:: Exercise ::
Your response should be every line from the entries that includes the string "below".

[Photo-based referring expression data]

============================================================

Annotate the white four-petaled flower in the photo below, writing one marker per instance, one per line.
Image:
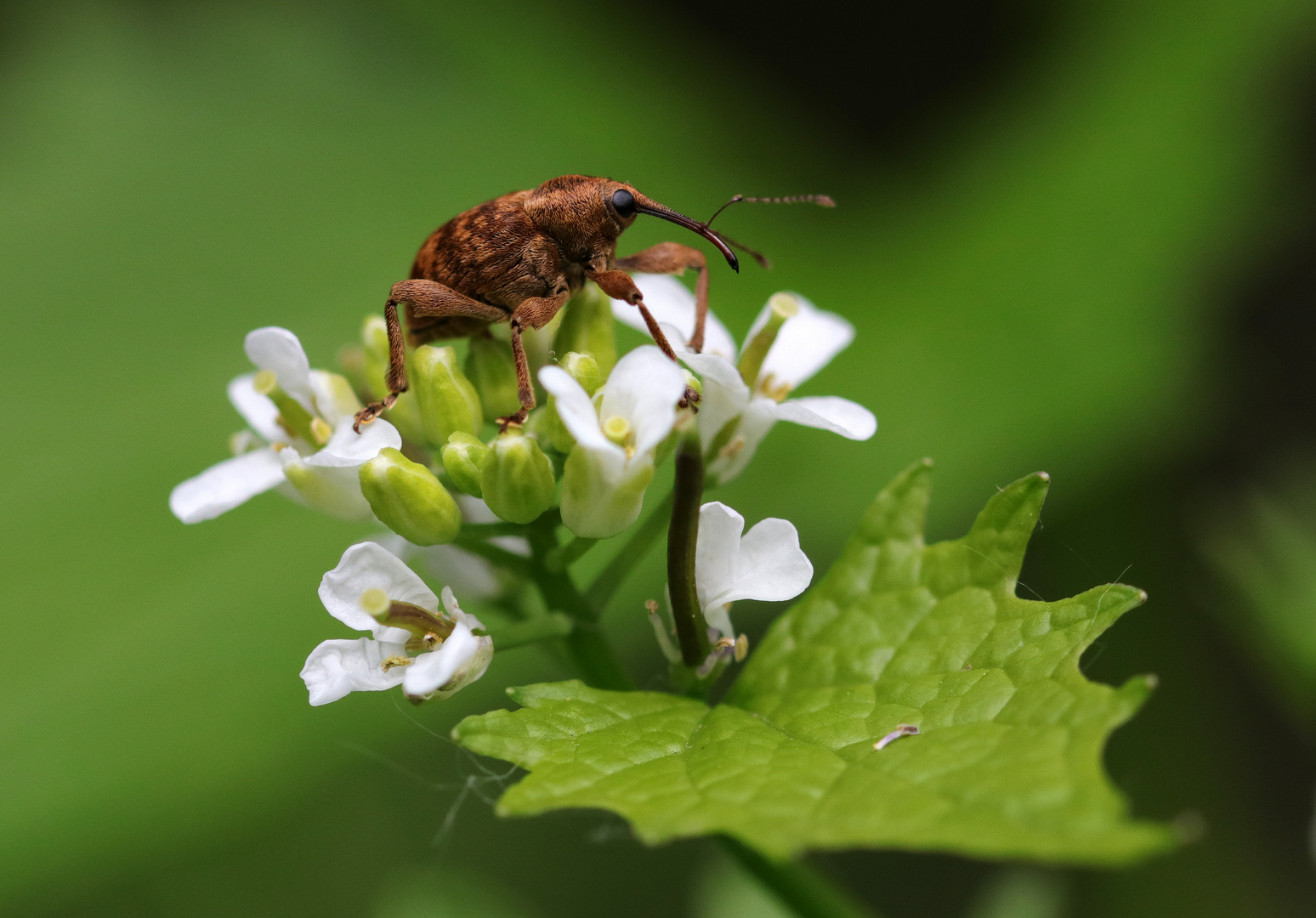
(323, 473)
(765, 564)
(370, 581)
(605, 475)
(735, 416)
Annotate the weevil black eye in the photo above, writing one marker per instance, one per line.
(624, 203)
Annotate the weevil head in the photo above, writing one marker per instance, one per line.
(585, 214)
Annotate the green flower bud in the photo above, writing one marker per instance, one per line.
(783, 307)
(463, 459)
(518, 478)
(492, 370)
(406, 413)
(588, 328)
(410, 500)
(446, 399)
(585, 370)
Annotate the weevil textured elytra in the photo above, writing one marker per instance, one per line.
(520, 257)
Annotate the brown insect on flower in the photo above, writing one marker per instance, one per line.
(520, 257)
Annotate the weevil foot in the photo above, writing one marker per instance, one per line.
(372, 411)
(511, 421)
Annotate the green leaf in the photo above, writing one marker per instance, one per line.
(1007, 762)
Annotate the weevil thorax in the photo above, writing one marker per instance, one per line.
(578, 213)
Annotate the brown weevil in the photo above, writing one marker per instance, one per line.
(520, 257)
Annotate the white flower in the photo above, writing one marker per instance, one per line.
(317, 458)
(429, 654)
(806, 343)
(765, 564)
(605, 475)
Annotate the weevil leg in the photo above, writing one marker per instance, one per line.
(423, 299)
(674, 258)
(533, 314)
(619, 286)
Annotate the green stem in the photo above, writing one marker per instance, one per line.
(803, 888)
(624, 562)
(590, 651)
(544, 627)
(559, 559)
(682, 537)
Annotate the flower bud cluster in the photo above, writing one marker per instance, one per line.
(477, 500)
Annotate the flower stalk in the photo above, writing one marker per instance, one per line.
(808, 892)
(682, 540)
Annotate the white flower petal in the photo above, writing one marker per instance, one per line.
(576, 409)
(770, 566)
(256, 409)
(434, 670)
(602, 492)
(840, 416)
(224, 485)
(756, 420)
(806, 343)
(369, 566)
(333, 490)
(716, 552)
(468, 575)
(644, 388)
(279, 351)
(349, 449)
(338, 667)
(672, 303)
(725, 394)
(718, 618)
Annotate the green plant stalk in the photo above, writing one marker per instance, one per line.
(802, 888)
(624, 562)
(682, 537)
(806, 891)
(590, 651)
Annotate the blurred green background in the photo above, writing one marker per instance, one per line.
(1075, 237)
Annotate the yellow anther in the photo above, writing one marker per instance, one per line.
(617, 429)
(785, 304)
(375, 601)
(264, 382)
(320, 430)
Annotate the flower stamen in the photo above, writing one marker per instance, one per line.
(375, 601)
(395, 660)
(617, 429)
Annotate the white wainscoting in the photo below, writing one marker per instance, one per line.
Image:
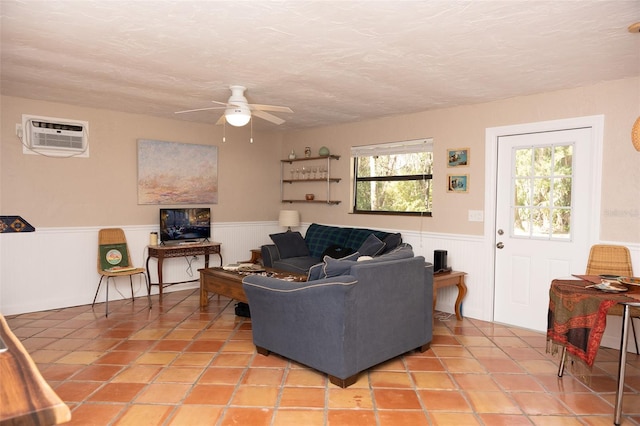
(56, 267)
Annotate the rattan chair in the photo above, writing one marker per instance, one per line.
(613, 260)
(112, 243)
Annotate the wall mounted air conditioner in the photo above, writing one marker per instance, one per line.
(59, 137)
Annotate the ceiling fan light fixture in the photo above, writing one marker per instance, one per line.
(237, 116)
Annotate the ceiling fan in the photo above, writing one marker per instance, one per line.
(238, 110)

============================================================

:: Completed task ::
Annotate the white four-petaled flower in the photo below, writing one marker per instance, one per line.
Annotate the white wainscoting in the photo below, writing one marker per instance, one per line.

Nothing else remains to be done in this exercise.